_SOURCE TEXT_:
# People around P.A.



## Msmith1 (Dec 23, 2007)

hey I was wondering if anyone around p.a . would want to get together sometime in the summertime at a park or something and hang out with the dogs? I want to meet more people that love this breed just as much as I do, would anyone be willing to have a get together during the summer?


----------



## vader's mom (Feb 6, 2008)

I live in Quakertown, PA. Where is your location?


----------



## Msmith1 (Dec 23, 2007)

i live in Allentown. I have been to Quakertown a few times, I also have some friends in NJ who would like to get together. Nothing really big just trying to meet new people interested in the breed.


----------



## vader's mom (Feb 6, 2008)

Sounds like fun!


----------



## Stan B (Sep 9, 2008)

*pa pit owner*

I live in pa lets make it happen i would really like to start a club so PA can have a show again


----------



## vader's mom (Feb 6, 2008)

Check out Pride and Prejudice APBT Club. I just joined! They are starting to gain alot of members.


----------



## Msmith1 (Dec 23, 2007)

yea ill check that out! 


I just moved to Trenton NJ but we are planning on throwing a bully show in Edison NJ next summer.... It will be a show for pits, bullies, and staffs. There is always b.s. going on between the apbt people and the ambully people so i want to do something to get everyone together for a fun event just to show off your bully dogs....


----------



## vader's mom (Feb 6, 2008)

Sounds cool. PM me when it gets to that time. I don't go on this site alot and for some reason I don't get emails when I get responses to posts. I have no computer skills!


----------

_WRITTEN PROBLEM_:
According to the forum thread, in which town does Msmith1 plan to hold a bully show next summer?

Records of labeled points
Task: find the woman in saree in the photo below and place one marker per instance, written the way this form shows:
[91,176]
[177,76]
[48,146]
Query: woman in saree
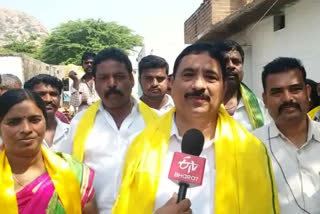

_RESULT FOR THIS EXERCISE_:
Edison, New Jersey.